EXERCISE:
Search the records for the word "below" and copy every line in which it occurs.

MATERIAL FOR THIS TASK:

----

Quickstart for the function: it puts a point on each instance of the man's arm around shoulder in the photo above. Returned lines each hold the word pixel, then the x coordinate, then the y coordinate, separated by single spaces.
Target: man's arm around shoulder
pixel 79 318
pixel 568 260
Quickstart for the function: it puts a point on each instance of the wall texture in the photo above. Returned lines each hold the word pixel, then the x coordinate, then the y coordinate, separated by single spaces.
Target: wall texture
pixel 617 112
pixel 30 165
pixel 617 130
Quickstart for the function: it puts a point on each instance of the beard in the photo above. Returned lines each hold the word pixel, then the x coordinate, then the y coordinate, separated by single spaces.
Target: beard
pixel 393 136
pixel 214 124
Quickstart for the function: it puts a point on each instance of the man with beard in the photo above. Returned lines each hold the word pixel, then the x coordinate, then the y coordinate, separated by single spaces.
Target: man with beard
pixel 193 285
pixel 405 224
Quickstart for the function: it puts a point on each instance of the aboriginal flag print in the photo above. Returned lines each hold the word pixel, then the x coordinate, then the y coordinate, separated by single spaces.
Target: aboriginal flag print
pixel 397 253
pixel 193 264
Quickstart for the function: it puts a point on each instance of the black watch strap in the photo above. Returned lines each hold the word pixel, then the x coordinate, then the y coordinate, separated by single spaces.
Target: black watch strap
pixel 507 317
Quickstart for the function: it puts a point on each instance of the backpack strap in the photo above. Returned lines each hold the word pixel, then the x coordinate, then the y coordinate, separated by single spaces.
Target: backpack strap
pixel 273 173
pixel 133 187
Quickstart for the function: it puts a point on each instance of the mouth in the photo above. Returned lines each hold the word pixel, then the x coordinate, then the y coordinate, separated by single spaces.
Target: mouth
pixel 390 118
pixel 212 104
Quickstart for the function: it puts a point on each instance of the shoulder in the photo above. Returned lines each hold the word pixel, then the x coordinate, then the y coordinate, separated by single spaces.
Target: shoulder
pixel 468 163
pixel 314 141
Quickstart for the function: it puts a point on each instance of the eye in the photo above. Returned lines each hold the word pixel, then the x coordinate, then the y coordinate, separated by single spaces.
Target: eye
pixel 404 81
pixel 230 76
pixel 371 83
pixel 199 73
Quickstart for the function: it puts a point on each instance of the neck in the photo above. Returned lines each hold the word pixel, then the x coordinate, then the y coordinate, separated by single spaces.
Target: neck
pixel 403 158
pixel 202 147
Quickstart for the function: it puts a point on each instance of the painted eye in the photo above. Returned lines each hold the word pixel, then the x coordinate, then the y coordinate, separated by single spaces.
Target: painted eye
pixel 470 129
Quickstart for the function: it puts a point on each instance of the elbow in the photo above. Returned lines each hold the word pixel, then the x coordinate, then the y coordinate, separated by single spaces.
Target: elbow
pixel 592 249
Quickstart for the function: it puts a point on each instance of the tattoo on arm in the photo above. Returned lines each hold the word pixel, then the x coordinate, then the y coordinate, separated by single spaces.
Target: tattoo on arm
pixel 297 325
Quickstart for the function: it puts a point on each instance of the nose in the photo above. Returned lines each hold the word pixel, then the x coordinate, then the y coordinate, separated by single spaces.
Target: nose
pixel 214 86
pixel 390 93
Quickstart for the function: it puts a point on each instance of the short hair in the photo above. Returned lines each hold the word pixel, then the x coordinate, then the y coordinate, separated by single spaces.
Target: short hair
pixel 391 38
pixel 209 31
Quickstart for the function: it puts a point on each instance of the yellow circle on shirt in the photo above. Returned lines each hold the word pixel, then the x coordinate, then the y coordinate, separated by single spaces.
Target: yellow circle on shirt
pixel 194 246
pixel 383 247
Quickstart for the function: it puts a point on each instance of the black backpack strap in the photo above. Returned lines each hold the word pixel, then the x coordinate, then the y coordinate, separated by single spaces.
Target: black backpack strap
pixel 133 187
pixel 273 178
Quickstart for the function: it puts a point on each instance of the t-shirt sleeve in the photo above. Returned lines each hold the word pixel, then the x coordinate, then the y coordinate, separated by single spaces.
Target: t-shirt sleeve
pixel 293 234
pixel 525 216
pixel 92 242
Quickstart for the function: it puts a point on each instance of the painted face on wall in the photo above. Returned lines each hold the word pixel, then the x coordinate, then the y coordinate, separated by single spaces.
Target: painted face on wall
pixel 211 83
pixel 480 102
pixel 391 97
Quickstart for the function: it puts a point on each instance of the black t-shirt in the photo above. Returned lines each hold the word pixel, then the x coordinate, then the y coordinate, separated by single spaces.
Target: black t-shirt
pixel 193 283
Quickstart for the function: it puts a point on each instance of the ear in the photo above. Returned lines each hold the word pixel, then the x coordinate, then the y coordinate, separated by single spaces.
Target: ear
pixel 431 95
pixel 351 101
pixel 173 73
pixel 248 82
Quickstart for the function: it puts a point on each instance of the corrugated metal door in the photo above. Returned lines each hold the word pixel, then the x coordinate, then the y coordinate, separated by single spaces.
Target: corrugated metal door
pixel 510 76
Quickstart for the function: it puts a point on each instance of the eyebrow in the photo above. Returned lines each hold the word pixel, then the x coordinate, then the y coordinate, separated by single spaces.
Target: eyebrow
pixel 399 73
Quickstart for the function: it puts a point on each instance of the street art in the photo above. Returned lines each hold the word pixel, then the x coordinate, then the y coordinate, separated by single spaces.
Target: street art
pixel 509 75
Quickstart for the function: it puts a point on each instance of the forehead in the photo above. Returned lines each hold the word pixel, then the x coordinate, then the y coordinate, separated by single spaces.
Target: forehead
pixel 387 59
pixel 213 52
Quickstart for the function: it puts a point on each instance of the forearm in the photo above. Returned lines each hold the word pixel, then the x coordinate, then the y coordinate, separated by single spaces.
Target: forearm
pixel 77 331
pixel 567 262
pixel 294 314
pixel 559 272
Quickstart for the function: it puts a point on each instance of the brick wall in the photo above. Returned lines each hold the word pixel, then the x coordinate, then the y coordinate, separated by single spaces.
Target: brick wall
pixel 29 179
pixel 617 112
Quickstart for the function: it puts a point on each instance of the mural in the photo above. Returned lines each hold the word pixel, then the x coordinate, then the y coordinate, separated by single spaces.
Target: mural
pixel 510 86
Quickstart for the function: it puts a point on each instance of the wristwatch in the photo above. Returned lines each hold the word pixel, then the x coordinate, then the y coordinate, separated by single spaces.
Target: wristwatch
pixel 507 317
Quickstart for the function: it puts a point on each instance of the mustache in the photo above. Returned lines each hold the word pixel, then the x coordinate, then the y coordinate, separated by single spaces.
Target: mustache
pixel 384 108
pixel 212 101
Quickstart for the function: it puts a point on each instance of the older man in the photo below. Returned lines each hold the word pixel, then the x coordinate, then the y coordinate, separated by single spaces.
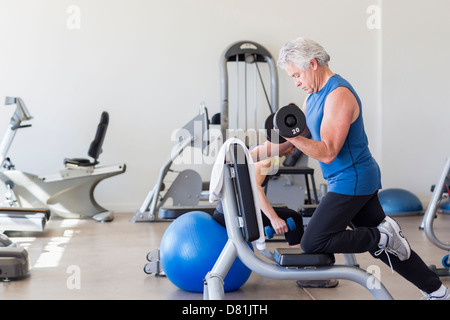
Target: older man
pixel 334 117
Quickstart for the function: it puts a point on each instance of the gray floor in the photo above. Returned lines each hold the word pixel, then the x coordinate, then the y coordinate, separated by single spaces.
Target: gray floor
pixel 106 261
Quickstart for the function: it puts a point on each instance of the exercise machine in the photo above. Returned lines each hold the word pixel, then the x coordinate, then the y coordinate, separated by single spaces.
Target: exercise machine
pixel 244 65
pixel 243 221
pixel 244 54
pixel 186 190
pixel 14 262
pixel 440 198
pixel 67 194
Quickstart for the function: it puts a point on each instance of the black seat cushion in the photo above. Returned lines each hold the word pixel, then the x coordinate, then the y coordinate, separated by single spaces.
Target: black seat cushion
pixel 295 257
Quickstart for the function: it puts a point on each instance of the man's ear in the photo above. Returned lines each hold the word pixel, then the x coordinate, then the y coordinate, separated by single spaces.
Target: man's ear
pixel 314 64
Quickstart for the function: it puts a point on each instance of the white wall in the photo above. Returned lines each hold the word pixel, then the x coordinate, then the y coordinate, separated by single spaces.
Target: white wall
pixel 416 92
pixel 150 63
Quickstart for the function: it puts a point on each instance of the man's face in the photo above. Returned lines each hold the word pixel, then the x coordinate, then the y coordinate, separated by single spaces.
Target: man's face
pixel 302 78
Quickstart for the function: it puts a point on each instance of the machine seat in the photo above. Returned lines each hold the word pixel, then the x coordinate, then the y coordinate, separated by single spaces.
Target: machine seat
pixel 294 257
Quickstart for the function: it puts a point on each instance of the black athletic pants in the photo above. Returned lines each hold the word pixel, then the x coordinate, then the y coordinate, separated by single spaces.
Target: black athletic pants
pixel 327 233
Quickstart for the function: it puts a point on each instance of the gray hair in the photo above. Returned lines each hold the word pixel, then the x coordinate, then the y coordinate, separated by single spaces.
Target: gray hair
pixel 300 52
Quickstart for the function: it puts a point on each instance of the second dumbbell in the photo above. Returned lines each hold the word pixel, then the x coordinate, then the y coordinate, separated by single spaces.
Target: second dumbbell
pixel 270 231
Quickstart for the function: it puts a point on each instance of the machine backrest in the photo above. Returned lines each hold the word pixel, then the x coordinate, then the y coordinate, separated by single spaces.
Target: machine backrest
pixel 244 193
pixel 95 148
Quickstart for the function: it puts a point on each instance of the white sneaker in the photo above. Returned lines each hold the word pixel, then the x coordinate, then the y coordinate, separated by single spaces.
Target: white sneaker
pixel 446 296
pixel 396 243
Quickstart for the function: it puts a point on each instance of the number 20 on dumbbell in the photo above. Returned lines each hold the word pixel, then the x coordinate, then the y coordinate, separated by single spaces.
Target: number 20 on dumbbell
pixel 288 122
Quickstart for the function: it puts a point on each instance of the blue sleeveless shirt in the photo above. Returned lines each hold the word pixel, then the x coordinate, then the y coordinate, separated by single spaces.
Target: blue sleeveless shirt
pixel 354 171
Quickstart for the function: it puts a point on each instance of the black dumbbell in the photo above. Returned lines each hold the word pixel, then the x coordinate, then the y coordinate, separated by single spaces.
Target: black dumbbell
pixel 270 132
pixel 290 121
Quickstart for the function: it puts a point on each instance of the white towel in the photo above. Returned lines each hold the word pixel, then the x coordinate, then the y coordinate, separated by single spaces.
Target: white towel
pixel 216 183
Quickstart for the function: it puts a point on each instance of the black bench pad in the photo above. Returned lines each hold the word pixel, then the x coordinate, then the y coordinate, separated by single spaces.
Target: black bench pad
pixel 294 257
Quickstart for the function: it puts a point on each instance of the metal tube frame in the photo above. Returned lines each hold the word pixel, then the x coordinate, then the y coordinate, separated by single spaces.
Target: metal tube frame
pixel 238 247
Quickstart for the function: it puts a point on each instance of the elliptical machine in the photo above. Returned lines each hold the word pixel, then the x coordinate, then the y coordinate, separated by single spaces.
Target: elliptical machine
pixel 67 194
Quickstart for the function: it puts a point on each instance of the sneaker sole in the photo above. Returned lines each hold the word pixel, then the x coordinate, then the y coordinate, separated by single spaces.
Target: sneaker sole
pixel 402 238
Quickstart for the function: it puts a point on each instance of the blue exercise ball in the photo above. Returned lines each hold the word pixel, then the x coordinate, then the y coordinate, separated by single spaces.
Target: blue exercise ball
pixel 400 202
pixel 189 249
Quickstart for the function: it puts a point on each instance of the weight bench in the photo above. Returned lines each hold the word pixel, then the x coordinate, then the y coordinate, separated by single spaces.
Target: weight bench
pixel 244 225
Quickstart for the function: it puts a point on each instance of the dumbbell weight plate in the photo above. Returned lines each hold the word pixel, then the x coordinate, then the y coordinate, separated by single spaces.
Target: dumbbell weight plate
pixel 289 121
pixel 271 134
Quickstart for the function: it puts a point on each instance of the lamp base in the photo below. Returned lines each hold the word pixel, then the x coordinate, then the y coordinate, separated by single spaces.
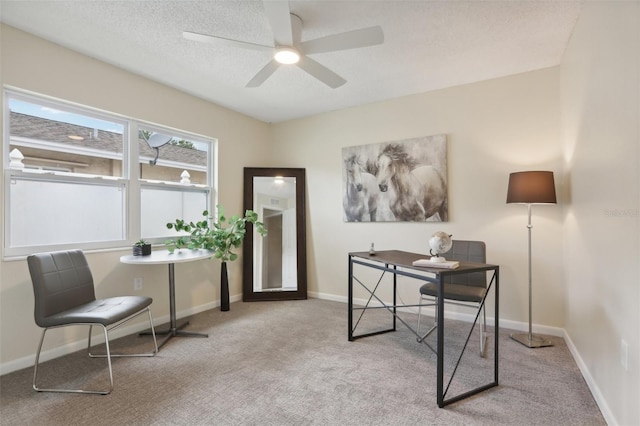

----

SOLUTION TO THE PROBLEM:
Quickstart for the function: it puts a point on each instance of the older man in the photo below. Returned lines each hold the word pixel, then the x coordinate, then the y coordinate, separated by single spaces.
Quickstart for the function: it puts a point on each instance of the lamp base in the photo below. Returned lines each hold the word pixel, then the x coordinate, then the y coordinate, separated by single spaces.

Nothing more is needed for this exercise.